— To do —
Please find the lines in the following records that hold "fluffy", and copy them.

───

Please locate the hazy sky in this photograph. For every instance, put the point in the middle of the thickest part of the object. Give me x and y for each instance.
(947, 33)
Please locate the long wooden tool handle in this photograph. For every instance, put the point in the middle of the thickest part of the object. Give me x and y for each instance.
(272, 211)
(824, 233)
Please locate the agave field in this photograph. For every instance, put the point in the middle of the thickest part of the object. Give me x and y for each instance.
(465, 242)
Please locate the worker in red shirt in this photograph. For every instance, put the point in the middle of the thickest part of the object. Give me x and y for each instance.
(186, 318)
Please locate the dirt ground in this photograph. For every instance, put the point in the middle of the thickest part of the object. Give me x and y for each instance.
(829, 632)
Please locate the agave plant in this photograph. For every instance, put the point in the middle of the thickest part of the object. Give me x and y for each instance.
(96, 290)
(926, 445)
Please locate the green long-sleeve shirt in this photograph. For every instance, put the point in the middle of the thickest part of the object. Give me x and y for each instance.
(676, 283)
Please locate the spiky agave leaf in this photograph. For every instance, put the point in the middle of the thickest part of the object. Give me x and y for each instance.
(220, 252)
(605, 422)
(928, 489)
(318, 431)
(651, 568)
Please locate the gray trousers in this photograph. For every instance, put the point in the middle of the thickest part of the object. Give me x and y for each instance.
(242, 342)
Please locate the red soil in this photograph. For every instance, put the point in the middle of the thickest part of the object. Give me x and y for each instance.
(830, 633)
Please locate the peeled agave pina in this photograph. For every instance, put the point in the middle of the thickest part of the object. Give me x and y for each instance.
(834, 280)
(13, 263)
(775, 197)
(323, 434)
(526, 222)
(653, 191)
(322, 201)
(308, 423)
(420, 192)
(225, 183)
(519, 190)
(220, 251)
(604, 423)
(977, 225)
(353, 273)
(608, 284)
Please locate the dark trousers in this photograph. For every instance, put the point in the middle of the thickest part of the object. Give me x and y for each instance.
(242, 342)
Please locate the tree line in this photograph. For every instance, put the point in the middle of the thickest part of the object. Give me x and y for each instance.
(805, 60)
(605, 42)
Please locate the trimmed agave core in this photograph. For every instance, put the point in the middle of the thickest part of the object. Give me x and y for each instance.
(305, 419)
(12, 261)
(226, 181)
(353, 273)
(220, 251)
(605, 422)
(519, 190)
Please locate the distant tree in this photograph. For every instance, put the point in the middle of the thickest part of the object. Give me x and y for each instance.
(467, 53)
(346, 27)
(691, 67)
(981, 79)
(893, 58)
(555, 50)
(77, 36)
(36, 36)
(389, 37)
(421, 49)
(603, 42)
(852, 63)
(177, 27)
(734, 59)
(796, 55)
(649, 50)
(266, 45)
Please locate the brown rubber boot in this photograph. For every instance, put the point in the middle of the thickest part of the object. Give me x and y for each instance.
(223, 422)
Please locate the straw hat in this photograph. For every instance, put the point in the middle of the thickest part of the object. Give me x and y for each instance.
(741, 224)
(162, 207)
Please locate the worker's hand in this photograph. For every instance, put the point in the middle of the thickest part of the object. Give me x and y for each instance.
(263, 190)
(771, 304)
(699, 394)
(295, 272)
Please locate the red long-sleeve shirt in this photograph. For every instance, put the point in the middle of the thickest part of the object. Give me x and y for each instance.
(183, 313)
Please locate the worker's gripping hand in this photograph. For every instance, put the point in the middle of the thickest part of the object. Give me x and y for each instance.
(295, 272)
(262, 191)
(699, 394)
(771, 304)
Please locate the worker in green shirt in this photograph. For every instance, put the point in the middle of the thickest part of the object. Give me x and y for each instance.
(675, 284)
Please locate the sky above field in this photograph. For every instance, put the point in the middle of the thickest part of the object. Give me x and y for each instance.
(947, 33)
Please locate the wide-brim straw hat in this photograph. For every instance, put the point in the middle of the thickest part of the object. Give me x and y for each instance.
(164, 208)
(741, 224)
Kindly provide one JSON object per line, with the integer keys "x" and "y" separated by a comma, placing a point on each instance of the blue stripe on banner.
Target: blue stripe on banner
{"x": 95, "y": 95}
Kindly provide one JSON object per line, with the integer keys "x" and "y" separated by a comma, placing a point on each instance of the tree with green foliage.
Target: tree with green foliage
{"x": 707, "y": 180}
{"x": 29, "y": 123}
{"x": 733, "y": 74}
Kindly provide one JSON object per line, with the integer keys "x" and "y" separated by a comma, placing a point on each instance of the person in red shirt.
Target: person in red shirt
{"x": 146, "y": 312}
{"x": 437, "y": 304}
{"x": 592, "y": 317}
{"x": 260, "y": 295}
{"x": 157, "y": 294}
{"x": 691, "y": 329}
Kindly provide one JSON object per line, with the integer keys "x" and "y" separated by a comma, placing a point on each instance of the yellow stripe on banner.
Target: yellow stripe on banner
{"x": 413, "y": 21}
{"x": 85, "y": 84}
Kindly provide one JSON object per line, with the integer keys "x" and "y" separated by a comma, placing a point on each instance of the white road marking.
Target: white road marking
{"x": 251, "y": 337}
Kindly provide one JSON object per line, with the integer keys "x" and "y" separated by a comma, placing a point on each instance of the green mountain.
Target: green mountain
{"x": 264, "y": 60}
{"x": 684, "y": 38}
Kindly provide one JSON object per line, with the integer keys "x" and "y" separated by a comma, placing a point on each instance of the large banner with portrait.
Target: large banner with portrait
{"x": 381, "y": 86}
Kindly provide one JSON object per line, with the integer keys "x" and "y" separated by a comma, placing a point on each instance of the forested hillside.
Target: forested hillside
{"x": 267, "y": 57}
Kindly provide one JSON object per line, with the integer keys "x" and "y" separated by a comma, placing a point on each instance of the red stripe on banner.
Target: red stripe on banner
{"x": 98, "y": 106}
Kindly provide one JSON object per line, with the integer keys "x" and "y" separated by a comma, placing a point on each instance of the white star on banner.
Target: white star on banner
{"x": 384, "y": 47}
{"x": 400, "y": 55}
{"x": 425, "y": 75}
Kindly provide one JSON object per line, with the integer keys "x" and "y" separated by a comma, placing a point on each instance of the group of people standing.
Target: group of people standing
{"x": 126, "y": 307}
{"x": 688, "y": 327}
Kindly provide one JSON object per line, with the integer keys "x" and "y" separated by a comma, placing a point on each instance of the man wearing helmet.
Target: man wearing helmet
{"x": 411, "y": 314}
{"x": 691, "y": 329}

───

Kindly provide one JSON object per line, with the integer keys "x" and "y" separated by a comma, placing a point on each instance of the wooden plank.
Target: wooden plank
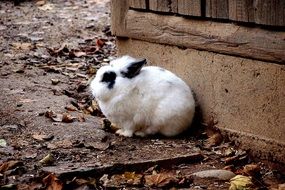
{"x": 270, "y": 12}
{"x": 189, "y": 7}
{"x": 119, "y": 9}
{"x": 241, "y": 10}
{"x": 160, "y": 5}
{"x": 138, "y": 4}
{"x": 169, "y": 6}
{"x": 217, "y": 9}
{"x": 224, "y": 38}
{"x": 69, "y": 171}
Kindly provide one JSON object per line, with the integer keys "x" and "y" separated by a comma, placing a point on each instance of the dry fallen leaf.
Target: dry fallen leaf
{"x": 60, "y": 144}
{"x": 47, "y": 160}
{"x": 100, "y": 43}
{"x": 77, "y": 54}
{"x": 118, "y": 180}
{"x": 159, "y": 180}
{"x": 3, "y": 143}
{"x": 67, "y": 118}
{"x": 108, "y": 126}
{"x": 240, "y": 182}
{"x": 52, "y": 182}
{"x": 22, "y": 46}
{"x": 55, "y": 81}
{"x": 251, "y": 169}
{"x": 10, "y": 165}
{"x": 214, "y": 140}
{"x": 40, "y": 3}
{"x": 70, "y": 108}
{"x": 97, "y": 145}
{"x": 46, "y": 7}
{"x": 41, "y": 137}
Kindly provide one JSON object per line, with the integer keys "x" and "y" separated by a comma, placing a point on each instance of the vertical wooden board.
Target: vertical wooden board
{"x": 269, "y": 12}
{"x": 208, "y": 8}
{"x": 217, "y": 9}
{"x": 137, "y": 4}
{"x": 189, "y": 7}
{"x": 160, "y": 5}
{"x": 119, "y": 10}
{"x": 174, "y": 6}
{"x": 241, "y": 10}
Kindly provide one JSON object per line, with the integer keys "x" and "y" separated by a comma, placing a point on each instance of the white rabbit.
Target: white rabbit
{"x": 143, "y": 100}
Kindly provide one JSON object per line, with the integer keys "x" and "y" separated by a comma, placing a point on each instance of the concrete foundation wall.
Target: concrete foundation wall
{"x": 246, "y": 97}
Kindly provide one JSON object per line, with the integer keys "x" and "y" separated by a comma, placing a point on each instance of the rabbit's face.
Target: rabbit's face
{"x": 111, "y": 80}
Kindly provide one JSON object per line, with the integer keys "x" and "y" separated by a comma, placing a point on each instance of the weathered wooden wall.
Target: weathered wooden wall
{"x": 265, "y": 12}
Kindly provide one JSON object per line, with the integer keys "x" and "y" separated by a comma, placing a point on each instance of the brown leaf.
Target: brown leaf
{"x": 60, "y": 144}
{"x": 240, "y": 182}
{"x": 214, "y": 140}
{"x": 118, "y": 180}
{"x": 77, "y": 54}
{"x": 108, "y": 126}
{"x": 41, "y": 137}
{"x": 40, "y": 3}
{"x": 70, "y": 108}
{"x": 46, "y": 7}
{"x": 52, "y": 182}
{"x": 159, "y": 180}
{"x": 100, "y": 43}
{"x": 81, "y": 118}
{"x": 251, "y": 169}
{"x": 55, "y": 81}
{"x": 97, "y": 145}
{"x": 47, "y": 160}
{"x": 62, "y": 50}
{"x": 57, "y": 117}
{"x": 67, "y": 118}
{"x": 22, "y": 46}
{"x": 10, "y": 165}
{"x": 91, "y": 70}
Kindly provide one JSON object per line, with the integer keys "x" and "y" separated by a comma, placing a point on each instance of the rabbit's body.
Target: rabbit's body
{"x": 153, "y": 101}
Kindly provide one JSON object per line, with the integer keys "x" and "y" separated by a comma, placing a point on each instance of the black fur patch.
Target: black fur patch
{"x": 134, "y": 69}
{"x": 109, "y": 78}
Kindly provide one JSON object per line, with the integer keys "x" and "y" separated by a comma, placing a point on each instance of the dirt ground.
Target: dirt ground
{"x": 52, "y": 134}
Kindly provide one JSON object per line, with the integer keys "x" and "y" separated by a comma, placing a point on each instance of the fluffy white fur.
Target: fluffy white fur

───

— Solution to the problem —
Kindly provide one JSON object per line, with the integer keys "x" and "y" separated by a comma, placing a point on each instance of the fluffy white fur.
Target: fluffy white fur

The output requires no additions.